Problem statement: Return all the data below as it stands, minus the pictures.

Entries from a pointing dataset
☆ ☆ ☆ ☆ ☆ ☆ ☆
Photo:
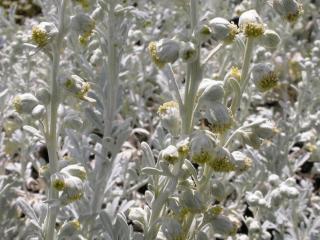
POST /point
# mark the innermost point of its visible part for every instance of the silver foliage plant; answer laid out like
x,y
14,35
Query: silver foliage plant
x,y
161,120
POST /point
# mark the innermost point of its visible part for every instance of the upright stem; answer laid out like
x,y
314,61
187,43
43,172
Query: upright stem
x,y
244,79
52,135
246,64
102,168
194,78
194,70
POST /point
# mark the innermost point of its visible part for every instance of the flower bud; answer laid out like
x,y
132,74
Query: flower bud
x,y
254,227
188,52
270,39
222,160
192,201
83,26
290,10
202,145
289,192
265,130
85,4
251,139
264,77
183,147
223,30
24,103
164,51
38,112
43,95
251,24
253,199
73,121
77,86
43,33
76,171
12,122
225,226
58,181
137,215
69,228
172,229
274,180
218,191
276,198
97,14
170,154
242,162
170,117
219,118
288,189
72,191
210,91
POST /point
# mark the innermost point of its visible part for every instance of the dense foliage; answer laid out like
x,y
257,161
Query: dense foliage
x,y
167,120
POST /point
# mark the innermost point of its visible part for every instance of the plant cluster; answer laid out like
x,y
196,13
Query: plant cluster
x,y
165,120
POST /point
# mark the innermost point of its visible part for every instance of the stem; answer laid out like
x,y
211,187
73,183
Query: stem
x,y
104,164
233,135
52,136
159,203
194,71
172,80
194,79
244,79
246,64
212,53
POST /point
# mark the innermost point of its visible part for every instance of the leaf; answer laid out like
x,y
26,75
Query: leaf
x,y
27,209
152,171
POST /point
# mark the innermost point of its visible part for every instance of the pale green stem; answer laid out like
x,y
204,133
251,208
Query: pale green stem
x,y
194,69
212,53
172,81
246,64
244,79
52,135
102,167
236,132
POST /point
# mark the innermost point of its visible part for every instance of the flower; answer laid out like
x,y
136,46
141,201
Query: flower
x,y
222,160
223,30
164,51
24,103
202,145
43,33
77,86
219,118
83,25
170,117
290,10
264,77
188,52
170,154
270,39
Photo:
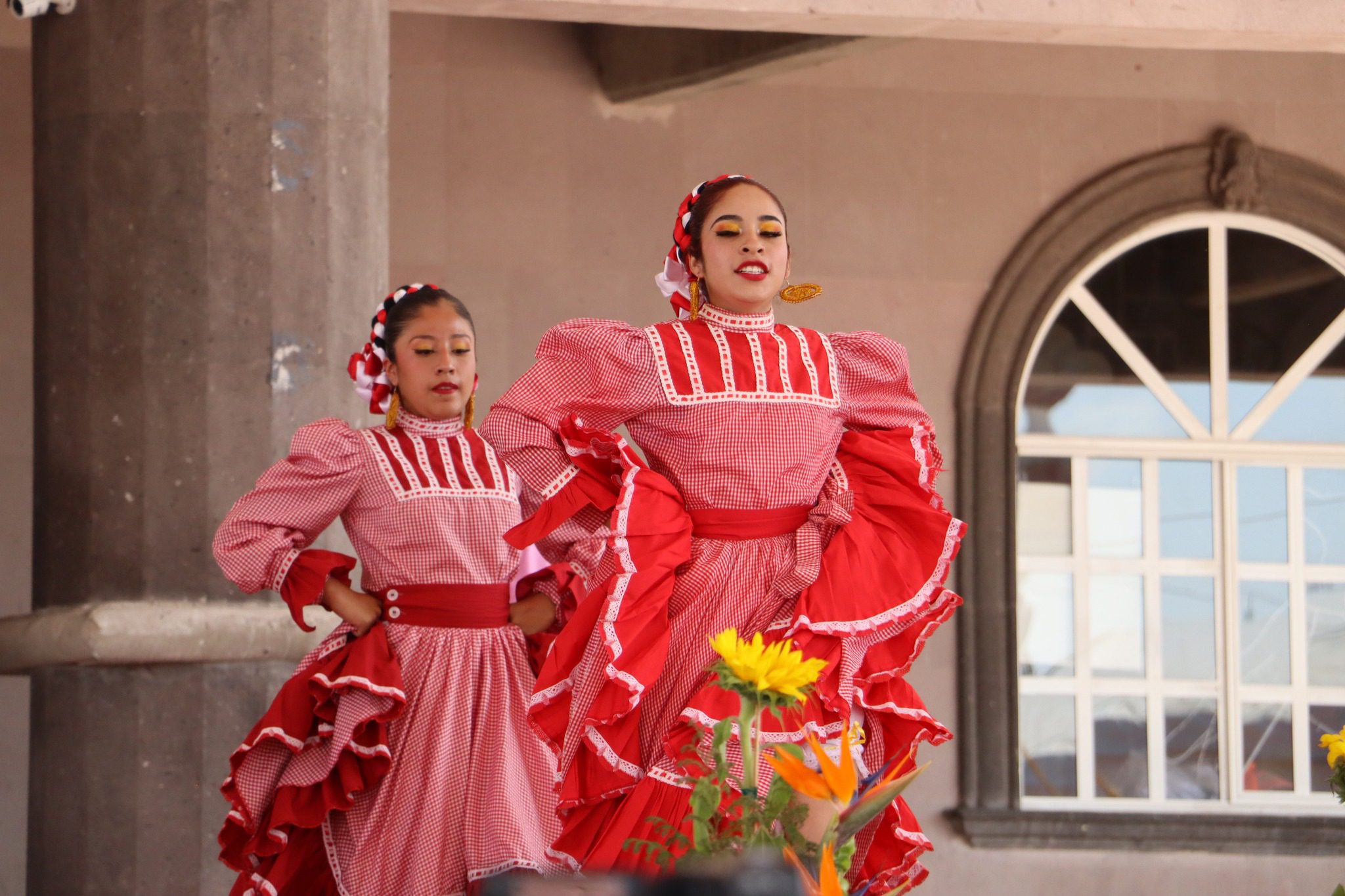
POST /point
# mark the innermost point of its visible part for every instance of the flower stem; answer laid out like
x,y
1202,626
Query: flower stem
☆ ☆ ☆ ☆ ☆ ☆ ☆
Result of this task:
Photo:
POST /point
# mark the innermost point of its visible part for every instance of the silver foliage plant; answer laid out like
x,y
14,35
Query: silver foliage plant
x,y
161,120
POST /point
# mark the innermost point of its visible part for every instance of the upright stem; answer laid out like
x,y
314,61
187,43
43,172
Query: upright stem
x,y
244,79
52,135
246,64
102,168
194,78
194,70
POST /point
# mark the innermost point of its visible part for every instance of the flower bud; answer laid out like
x,y
132,74
Query: flower bud
x,y
254,227
188,52
270,39
222,160
192,201
83,26
290,10
202,145
289,192
265,130
85,4
251,139
264,77
183,147
223,30
24,103
164,51
38,112
43,95
251,24
253,199
73,121
77,86
43,33
76,171
12,122
225,226
58,181
137,215
69,228
172,229
274,180
218,191
276,198
97,14
170,154
242,162
170,117
219,118
288,189
72,191
210,91
POST /point
# mark the innermost point of its visible part for every instance of the dense foliage; answer laid out like
x,y
257,161
Query: dense foliage
x,y
167,120
POST /point
# mark the innermost point of its visible part for every instance of the plant cluster; answer laid out like
x,y
196,13
Query: plant cluster
x,y
165,120
POST /point
# mark the innermost point of its visible part for every instance of the stem; answer laid out like
x,y
211,187
73,183
Query: stem
x,y
104,164
233,135
52,136
159,203
194,71
172,80
194,79
244,79
246,64
212,53
POST /point
# mark the innermost point of its visible part for every instance of the leaf; answer laid out like
x,y
26,75
Query: leaf
x,y
27,209
152,171
POST /point
# mark the innermost point of its visible part for every instance of the pale green stem; answer laid out like
x,y
204,133
251,208
Query: pale green stem
x,y
194,69
212,53
172,81
246,64
244,79
52,135
102,167
236,132
POST /point
# mark the innermost point of its visible part for every instance of the flower; answer laid out like
x,y
136,46
141,201
Query: flower
x,y
222,160
223,30
164,51
24,103
202,145
43,33
77,86
219,118
83,25
170,117
290,10
264,77
188,52
170,154
270,39
Photo:
POST /point
# mark the innermost point of its visible part for every instance of the flower stem; answer laid out like
x,y
1202,626
Query: flower stem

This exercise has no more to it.